(Instruction A): In the records, from the start through the line that contains "[0,0,450,257]", change each "photo" to "image" and keep everything else unchanged. Leave the pictures out of your answer.

(Page text):
::::::

Tell them what you just wrote, you do more than the minimum which is what code is.


----------



## Rio (Oct 13, 2009)

Thinking of your situation reminded me of how one of the best salespersons of all time, Zig Ziglar R.I.P., used to handle the situation


----------



## A&E Exteriors (Aug 14, 2009)

Rio said:


> Thinking of your situation reminded me of how one of the best salespersons of all time, Zig Ziglar R.I.P., used to handle the situation
> 
> https://youtu.be/cYYrrQdR5hc


That was powerful


----------



## JBM (Mar 31, 2011)

I dont know what trade your in ,but if its a visible trade that requires a degree of talent, I personally just make sure my product is hard to replicate, esp. on the cheap, it would be impossible. 

Increase your marketing too.


----------



## casey344 (Dec 15, 2005)

After redesigning the dock so it includes all the features he asked for I've come back with a 63k price tag compared to my competitors 55k bid. My design has several material and structural improvements. 

He was about to drop 55k on a dock that wouldn't serve his needs because my competitor didn't talk thru how he wanted to use the dock.

He told me if I agreed to do the work he'd sign the contract for 60k and I could build it anytime as long as it was done by next spring. 

He sent me this email 3/4 hours later:

"I need your help on this project to $60,000 to make this happen. I can sell more docks for you in the future and promise to give you great word of mouth just as Jay did for you. He is the reason I called you and I promise to do the same for you.That's worth more than $3000. I would love to do business with you Casey but please understand. Everybody, including me have their limits and I will have to go with <competitor> if your budget can't flex as mine has already gone up $15,000 more to have you do my dock. As Trump would say "Not Good"! Let me know please. I do not like wasting people's time.
Thanks,
Jim Customer"


Sent from my iPhone using Tapatalk


----------



## casey344 (Dec 15, 2005)

JBM said:


> I dont know what trade your in ,but if its a visible trade that requires a degree of talent, I personally just make sure my product is hard to replicate, esp. on the cheap, it would be impossible.
> 
> Increase your marketing too.



We build docks, I'm a marine contractor.


Sent from my iPhone using Tapatalk


----------



## griz (Nov 26, 2009)

guess it depends how bad you need/want the job....

stretching it out until next spring.....BS

only way to make money is get in and get out.

do it right once, efficiently & with quality....

or move on.....


----------



## KAP (Feb 19, 2011)

Just keep in mind referrals will be looking for their discount as well...

If the competitor was at $55K and you were at $63K, where is he getting that he is coming up 15K to use you?

He is confusing your pricing as a flexible budget... 

If you drop pricing AGAIN without him giving something up, he has no idea on how deep the discount well is... depends on how bad you need the job and whether or not you have Capital Reserves or Emergency fund to absorb the loss, but he is signalling to you he wants you otherwise he wouldn't pay more (I tend to be a little verbose, so put the following in your own words and shorten it to your liking while maintaining the context)...

::::::

(Extracted material):

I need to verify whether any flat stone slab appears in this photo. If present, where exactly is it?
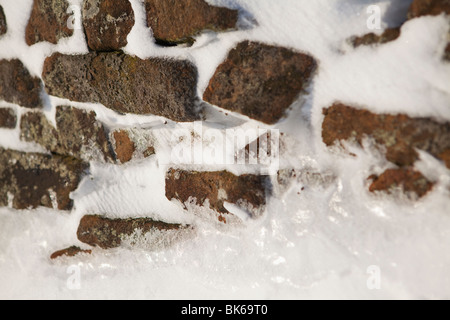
[145,0,239,44]
[0,148,89,210]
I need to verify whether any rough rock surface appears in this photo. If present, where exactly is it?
[350,28,401,48]
[203,41,317,124]
[145,0,239,44]
[408,0,450,19]
[113,130,136,163]
[42,52,199,122]
[166,169,268,223]
[20,106,115,162]
[25,0,73,46]
[0,108,17,129]
[50,246,92,260]
[82,0,134,51]
[0,148,88,210]
[77,215,186,249]
[322,103,450,168]
[369,168,434,199]
[0,59,42,108]
[0,6,8,36]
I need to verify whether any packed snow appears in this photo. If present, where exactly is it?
[0,0,450,299]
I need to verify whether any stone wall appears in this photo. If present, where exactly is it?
[0,0,450,257]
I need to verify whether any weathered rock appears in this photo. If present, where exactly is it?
[25,0,73,46]
[20,106,115,162]
[83,0,134,51]
[77,215,188,249]
[203,41,317,124]
[166,169,268,223]
[350,27,401,48]
[42,52,199,122]
[0,108,17,129]
[0,59,42,108]
[444,42,450,61]
[145,0,239,44]
[408,0,450,19]
[50,246,92,260]
[110,128,155,163]
[0,148,88,210]
[322,103,450,168]
[0,6,8,36]
[369,167,434,199]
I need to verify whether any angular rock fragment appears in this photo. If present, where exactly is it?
[25,0,73,46]
[350,28,401,48]
[369,167,434,199]
[0,148,88,210]
[20,106,115,162]
[110,129,155,163]
[166,169,269,223]
[203,41,317,124]
[82,0,134,51]
[113,130,136,163]
[42,52,199,122]
[77,215,188,249]
[322,103,450,168]
[0,108,17,129]
[50,246,92,260]
[145,0,239,44]
[0,6,8,36]
[0,59,42,108]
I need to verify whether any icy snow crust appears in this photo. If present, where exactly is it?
[0,0,450,299]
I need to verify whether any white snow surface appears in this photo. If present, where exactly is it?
[0,0,450,299]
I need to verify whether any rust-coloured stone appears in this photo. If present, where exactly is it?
[369,167,434,198]
[0,108,17,129]
[203,41,317,124]
[50,246,92,260]
[77,215,186,249]
[20,106,115,162]
[83,0,134,51]
[0,59,42,108]
[0,148,88,210]
[42,52,200,122]
[444,42,450,62]
[113,130,136,163]
[350,27,401,48]
[25,0,73,46]
[408,0,450,19]
[166,169,268,222]
[145,0,239,44]
[0,6,8,36]
[322,103,450,168]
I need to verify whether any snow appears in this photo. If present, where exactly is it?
[0,0,450,299]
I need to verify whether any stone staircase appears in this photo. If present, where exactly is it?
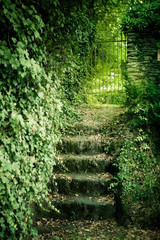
[35,106,121,223]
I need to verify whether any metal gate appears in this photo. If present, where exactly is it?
[86,31,127,103]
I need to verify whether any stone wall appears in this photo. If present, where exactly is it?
[127,31,160,82]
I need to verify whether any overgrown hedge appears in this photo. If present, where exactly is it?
[0,0,109,237]
[111,0,160,226]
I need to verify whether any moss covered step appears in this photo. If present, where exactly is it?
[68,121,103,135]
[35,195,115,220]
[50,173,113,196]
[59,135,104,154]
[54,153,112,173]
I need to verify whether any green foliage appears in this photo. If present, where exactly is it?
[116,129,160,204]
[122,0,160,31]
[0,0,61,240]
[0,0,112,240]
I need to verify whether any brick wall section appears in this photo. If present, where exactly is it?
[127,31,160,81]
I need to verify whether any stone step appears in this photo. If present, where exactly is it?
[54,153,112,173]
[35,194,115,220]
[51,173,113,196]
[68,121,103,135]
[59,134,104,154]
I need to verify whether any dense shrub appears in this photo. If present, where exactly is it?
[0,0,109,237]
[0,0,61,240]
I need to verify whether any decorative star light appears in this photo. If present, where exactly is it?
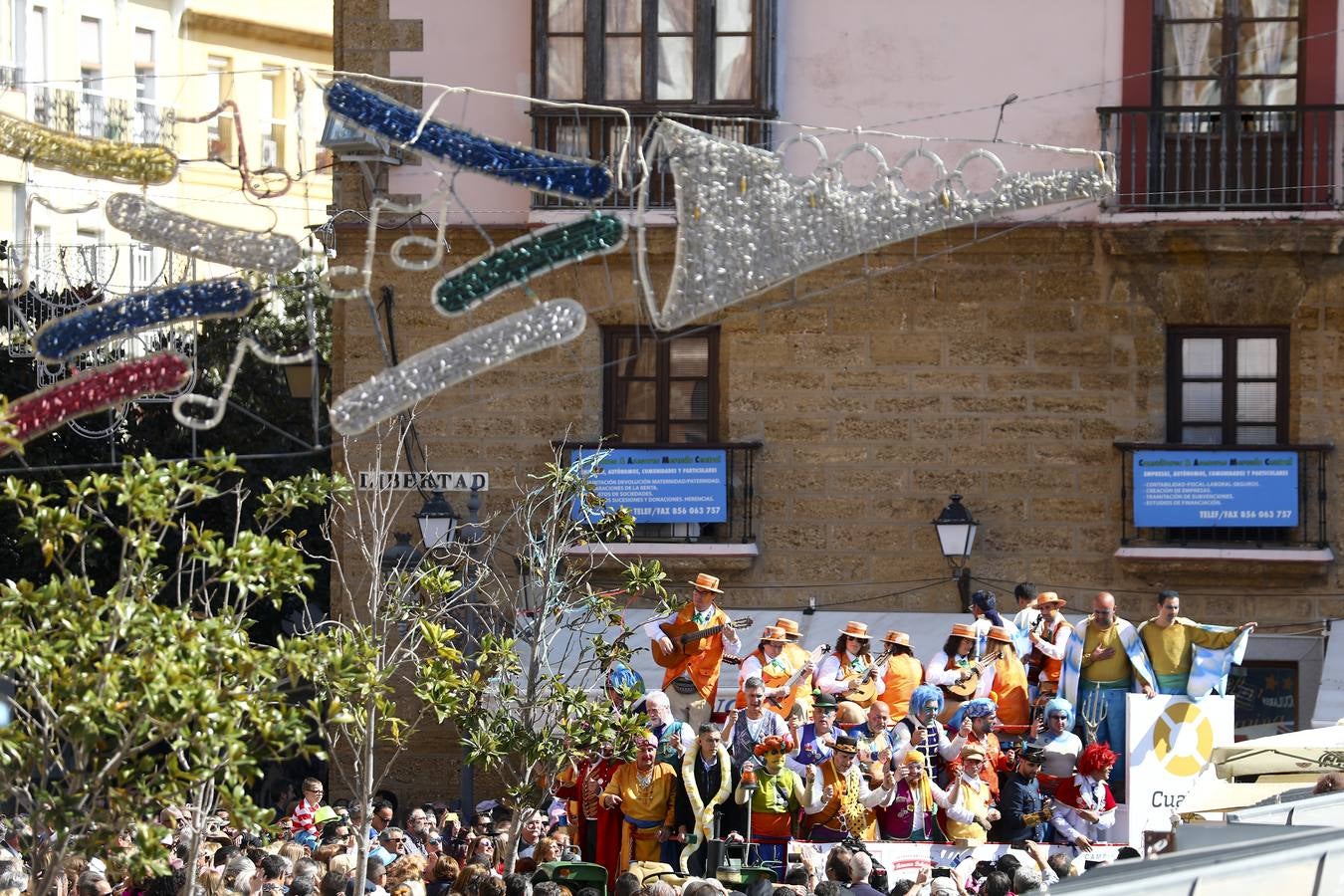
[105,193,301,274]
[331,299,587,435]
[637,118,1116,331]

::::::

(Instruction B): List, without repeats, the usernames of all who posted in the dock-pricing thread.

(Written solution A):
I need to verify whether any flat stone slab appears in this image. If present, where exactly is it?
[145,0,239,44]
[0,148,89,210]
I need to verify whether any rough rock surface appears in this image. If present, where exactly is it?
[350,28,401,48]
[203,41,317,124]
[145,0,239,44]
[408,0,450,19]
[113,130,136,163]
[42,52,199,122]
[166,169,268,223]
[20,106,115,162]
[25,0,73,46]
[0,108,17,129]
[50,246,92,260]
[82,0,134,51]
[0,148,88,210]
[77,215,186,249]
[322,103,450,168]
[369,168,434,199]
[0,59,42,108]
[0,6,8,36]
I need to verify whether any packed snow appears in this image. If present, where exactly is it?
[0,0,450,299]
I need to verify whether any stone wall appears in this image. If present, where exactly is it?
[0,0,450,257]

(Written solution B): Rio, A&E Exteriors, JBM, casey344, griz, KAP